Scan the lines below and report each one containing "coffee" by copying it.

[Start of Attachment]

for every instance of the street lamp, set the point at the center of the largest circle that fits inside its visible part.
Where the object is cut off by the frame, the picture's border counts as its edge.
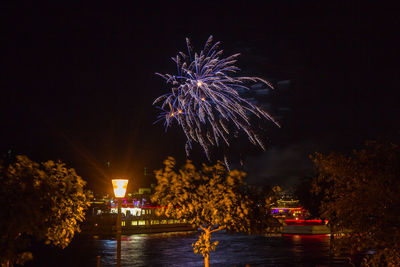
(119, 186)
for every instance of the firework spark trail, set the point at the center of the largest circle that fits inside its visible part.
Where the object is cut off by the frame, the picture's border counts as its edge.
(204, 98)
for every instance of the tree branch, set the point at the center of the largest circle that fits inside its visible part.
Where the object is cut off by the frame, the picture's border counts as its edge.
(218, 229)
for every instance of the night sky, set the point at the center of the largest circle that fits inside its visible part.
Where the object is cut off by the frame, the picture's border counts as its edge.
(77, 84)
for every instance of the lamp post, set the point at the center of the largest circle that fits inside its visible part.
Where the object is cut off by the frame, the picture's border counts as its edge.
(119, 186)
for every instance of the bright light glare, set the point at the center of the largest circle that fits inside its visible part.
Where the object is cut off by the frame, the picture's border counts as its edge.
(119, 186)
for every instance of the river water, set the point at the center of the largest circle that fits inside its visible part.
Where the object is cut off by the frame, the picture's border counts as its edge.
(174, 249)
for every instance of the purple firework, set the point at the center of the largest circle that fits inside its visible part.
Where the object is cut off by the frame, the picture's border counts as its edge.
(204, 98)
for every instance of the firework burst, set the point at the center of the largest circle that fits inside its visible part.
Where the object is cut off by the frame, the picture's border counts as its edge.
(204, 98)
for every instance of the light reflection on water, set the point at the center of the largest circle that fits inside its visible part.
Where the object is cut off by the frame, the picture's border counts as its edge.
(174, 249)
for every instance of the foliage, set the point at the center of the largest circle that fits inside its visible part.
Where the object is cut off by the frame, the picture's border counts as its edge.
(40, 202)
(211, 199)
(361, 200)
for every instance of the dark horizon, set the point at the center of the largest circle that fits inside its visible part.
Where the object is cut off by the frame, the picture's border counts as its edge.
(78, 84)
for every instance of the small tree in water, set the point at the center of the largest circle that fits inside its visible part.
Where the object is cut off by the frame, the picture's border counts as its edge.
(212, 199)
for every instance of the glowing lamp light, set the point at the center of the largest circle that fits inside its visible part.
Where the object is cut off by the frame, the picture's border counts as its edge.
(119, 186)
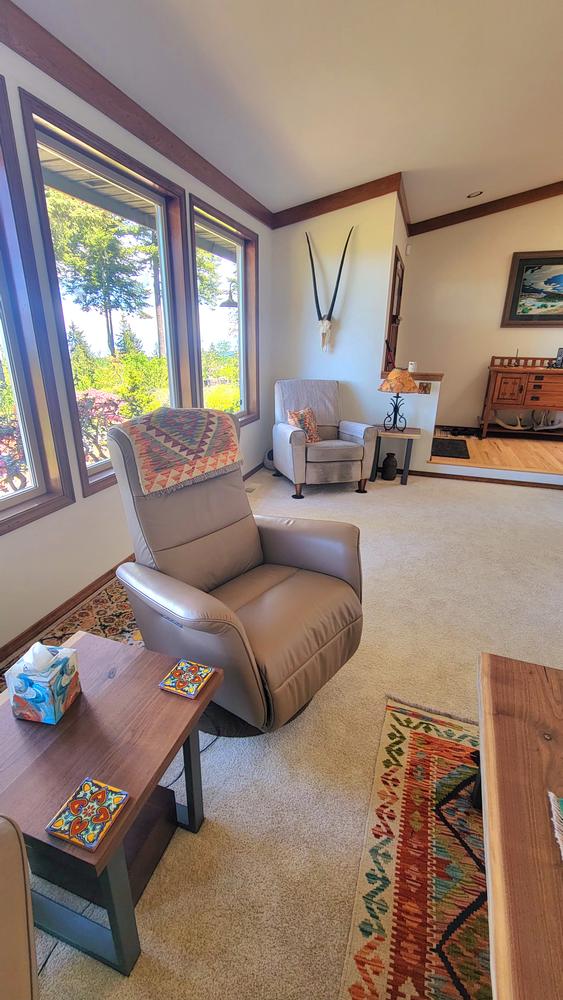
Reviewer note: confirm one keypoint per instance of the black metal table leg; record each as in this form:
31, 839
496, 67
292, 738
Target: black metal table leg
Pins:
191, 818
117, 946
375, 465
406, 463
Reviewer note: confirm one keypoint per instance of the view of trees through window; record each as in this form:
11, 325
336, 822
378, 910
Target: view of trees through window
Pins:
16, 468
109, 250
220, 304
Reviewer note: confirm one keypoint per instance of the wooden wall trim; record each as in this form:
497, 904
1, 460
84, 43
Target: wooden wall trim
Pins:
487, 208
32, 41
340, 199
486, 479
29, 635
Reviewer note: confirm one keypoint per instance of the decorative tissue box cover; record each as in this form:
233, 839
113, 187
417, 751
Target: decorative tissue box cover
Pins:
88, 814
44, 696
186, 678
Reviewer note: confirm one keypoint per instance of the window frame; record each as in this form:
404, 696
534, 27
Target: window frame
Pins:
250, 286
29, 347
40, 118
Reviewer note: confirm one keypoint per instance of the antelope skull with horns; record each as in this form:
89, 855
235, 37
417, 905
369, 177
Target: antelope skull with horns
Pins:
325, 321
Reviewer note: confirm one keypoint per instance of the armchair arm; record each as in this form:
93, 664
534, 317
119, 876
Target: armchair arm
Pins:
180, 603
289, 451
187, 623
364, 434
331, 547
351, 430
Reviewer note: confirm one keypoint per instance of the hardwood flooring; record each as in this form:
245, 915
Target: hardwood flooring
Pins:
513, 454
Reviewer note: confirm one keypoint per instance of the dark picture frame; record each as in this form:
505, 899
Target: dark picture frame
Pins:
528, 301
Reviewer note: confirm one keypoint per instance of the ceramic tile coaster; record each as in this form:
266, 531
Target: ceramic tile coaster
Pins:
88, 814
186, 678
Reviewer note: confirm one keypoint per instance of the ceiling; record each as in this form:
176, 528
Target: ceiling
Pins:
301, 98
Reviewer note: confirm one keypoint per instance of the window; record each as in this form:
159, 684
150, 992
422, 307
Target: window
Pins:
226, 281
34, 472
108, 242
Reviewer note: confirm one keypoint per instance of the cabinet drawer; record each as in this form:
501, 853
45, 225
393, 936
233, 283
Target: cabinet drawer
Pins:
548, 397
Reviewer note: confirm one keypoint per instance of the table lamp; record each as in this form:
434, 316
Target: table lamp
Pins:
397, 381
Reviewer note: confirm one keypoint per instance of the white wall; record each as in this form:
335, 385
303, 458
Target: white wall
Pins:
44, 563
361, 310
454, 295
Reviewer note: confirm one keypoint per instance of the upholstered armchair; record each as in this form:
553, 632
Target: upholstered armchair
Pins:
346, 449
275, 602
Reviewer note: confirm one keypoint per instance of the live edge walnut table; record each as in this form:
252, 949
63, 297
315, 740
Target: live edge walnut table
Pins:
124, 730
521, 733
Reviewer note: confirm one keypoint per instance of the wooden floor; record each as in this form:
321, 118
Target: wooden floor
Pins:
513, 454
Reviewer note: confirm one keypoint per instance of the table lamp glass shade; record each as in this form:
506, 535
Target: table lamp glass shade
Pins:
397, 382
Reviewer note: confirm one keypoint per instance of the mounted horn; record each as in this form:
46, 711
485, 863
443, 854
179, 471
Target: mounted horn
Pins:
325, 321
315, 289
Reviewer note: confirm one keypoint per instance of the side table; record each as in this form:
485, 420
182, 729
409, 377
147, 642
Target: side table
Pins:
409, 435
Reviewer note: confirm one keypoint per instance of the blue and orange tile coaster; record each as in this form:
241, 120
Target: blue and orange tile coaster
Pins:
88, 814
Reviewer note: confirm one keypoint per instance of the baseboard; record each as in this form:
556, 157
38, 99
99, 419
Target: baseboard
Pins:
257, 468
29, 634
487, 479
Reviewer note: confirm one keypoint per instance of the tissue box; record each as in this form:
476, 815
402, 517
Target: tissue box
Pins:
43, 695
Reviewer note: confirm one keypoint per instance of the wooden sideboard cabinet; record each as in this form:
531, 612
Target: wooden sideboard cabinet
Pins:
521, 384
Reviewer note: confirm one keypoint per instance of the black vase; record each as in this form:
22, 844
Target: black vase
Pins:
389, 467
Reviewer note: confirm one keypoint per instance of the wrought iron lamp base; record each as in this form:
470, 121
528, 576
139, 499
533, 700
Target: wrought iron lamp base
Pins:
395, 421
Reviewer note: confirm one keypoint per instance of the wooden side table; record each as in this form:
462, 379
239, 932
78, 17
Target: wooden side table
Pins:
521, 733
409, 435
125, 730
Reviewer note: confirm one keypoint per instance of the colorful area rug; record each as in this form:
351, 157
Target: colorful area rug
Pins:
107, 613
419, 925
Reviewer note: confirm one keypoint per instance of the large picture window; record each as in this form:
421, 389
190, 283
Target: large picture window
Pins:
226, 280
108, 239
34, 472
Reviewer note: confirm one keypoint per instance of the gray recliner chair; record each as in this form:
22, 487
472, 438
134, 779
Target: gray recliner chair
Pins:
275, 602
346, 449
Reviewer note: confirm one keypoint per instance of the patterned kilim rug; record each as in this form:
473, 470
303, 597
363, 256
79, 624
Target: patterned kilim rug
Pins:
107, 613
419, 925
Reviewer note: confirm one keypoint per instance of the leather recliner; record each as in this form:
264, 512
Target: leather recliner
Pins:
275, 602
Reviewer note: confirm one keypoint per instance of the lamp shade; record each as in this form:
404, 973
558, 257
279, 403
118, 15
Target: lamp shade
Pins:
398, 380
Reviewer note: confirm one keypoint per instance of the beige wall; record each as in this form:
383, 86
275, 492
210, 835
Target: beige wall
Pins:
361, 310
45, 563
454, 295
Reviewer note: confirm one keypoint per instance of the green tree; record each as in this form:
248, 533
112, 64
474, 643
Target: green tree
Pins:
99, 262
209, 282
128, 341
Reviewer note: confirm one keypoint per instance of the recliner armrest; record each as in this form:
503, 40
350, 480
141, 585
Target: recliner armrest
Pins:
184, 605
330, 547
351, 430
290, 434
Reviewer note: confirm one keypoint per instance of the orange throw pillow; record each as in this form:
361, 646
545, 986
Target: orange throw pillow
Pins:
307, 421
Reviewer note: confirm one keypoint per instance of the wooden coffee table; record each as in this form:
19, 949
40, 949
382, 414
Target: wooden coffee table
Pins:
521, 733
123, 730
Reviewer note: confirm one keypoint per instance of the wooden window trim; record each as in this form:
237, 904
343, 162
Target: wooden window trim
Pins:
251, 297
29, 319
76, 136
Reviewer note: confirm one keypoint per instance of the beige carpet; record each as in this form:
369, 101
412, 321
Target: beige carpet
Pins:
257, 906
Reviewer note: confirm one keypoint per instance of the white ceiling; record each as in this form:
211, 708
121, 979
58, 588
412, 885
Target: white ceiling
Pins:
295, 99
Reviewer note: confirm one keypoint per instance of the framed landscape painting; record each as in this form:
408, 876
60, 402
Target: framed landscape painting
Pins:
535, 290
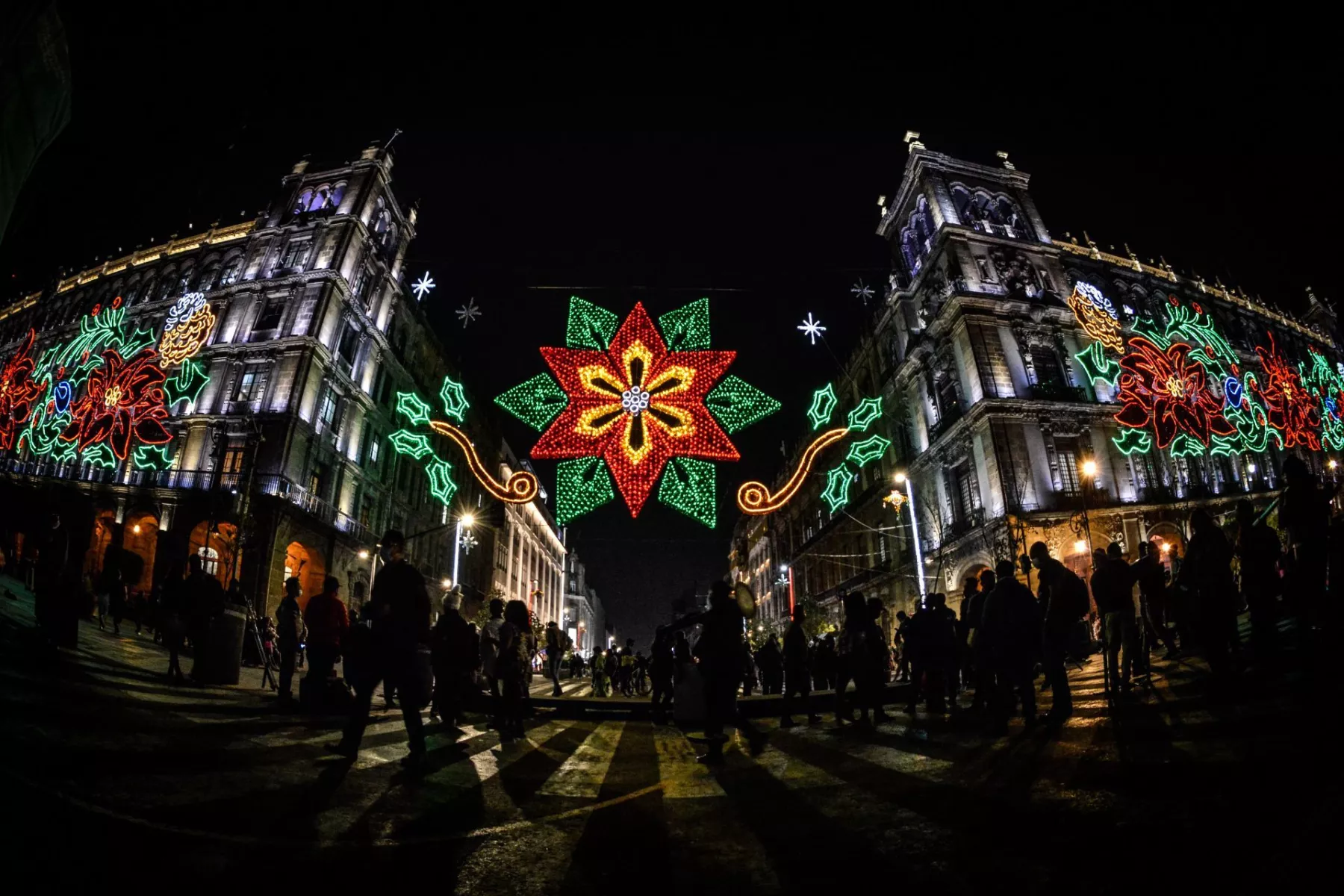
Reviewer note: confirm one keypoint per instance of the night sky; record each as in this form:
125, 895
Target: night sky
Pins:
624, 180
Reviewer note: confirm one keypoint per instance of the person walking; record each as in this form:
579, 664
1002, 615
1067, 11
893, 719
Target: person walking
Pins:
1065, 600
288, 632
1113, 590
1207, 575
719, 650
1152, 601
512, 668
660, 672
329, 623
1008, 644
399, 608
797, 676
172, 600
554, 656
1258, 550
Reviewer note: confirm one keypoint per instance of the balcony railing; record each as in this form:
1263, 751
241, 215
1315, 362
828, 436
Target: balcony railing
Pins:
195, 480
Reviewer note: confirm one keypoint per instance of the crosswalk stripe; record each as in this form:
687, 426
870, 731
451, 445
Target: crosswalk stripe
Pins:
682, 775
582, 774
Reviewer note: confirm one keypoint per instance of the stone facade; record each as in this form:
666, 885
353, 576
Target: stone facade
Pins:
282, 464
991, 418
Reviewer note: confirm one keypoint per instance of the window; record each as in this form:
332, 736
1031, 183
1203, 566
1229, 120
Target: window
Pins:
252, 385
269, 319
296, 253
1066, 450
327, 417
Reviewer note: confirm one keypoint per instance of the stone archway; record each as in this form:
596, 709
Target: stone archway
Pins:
305, 563
215, 547
140, 536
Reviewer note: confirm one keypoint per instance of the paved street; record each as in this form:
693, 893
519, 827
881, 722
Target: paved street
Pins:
109, 768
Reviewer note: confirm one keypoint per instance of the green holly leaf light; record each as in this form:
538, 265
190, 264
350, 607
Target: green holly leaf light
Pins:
823, 406
413, 444
535, 402
455, 399
865, 414
440, 485
410, 406
838, 488
735, 403
688, 485
867, 450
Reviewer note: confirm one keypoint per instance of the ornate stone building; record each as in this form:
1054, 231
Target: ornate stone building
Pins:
1045, 390
277, 460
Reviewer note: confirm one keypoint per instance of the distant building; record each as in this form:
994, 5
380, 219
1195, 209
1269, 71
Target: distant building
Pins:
1003, 403
275, 460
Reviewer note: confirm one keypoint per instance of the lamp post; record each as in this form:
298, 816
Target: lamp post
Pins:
463, 521
914, 529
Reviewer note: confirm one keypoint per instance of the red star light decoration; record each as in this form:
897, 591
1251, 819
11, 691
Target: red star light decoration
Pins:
636, 406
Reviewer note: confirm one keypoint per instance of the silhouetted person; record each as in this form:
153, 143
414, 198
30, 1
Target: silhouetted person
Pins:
979, 669
1152, 600
771, 665
1063, 600
1113, 590
1008, 644
174, 612
660, 672
327, 626
902, 653
288, 632
719, 650
1258, 550
1207, 574
399, 609
554, 656
797, 676
512, 667
456, 655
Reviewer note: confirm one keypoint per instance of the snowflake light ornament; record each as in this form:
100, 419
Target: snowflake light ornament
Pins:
812, 328
468, 312
423, 287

[End of Attachment]

* [Solution]
Reviewer note: confirm one keypoint per instance of the wooden coffee table; record each as in this form:
Target: wooden coffee table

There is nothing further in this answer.